┌─ Ausgewählter Auszug

Rohstoffe

Auf dem Ölmarkt findet ein klammheimlicher Preisanstieg statt

Der Brent-Ölpreis hat sich zuletzt unauffällig nach oben bewegt und am Donnerstag die Marke von 83 Dollar je Barrel überschritten. Grund dafür ist zunehmende Knappheit angesichts der Konflikte im Nahen Osten und der Förderkürzungen des Kartells Opec plus.

Auf dem Ölmarkt findet ein klammheimlicher Preisanstieg statt

Klammheimlicher Preisanstieg

Knappes Ölangebot lässt Brent-Notierung unauffällig, aber stetig klettern

Der Brent-Ölpreis hat sich zuletzt unauffällig nach oben bewegt und am Donnerstag die Marke von 83 Dollar je Barrel überschritten. Grund dafür ist zunehmende Knappheit angesichts der geopolitischen Konflikte in der Region des Nahen Ostens und der Förderkürzungen des Kartells Opec plus.

ku Frankfurt

Der Preis der wichtigsten Rohölsorte Brent Crude bewegt sich derzeit unauffällig weiter nach oben. Im Dezember war er kurzzeitig unter die Marke von 74 Dollar je Barrel gefallen, seither ist er – mit zwischenzeitlichen Rückschlägen – gestiegen und hat am Donnerstag die Marke von 83 Dollar überschritten. "Die Ölbullen setzen sich mit ihrem Narrativ klammheimlich durch und der Ölpreis arbeitet sich langsam weiter nach oben vor", betont Ehsan Khoman, Leiter des Research für Rohstoffe für die Region Europa, Mittlerer Osten und Afrika bei der japanischen Großbank Mitsubishi UFG. Ein Ausbruch aus der rund 10 Dollar breiten Handelsspanne, in der der Ölpreis im laufenden Jahr bisher gefangen gewesen sei, sei nun immanent.

└─

** Aufgabendetails **
Nenne sämtliche verschiedenen Dollarbeträge, die im obigen Auszug zum Ölpreis vorkommen.

┌─ Angezeigte Daten

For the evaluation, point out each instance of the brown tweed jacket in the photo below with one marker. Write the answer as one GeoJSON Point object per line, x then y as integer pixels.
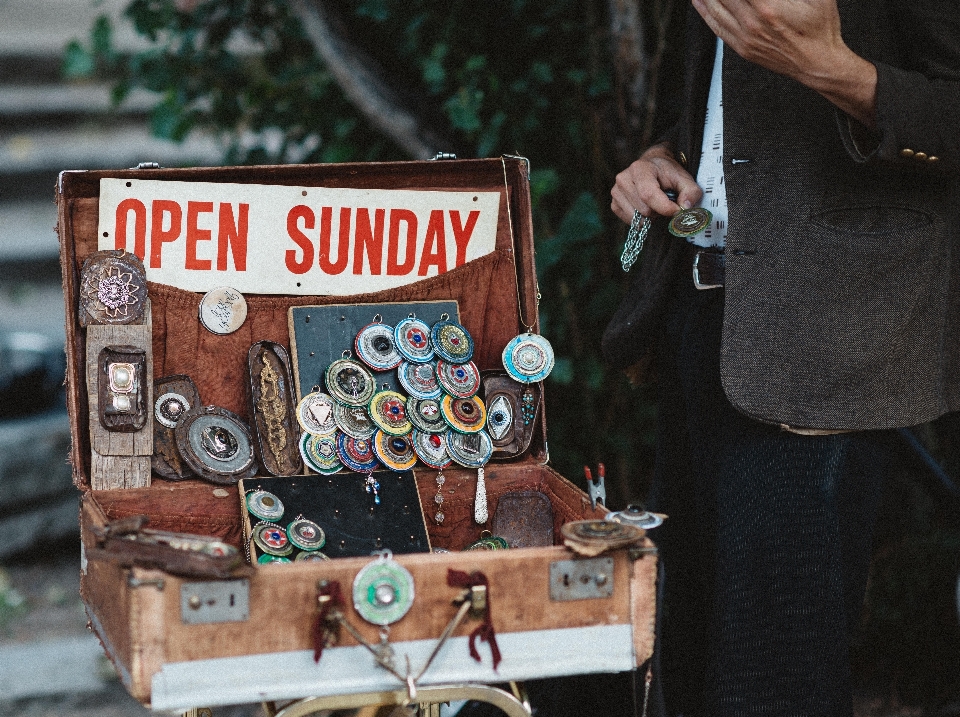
{"type": "Point", "coordinates": [842, 296]}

└─

** Schriftliche Antwort **
83 Dollar je Barrel, 74 Dollar je Barrel und rund 10 Dollar (die Breite der Handelsspanne).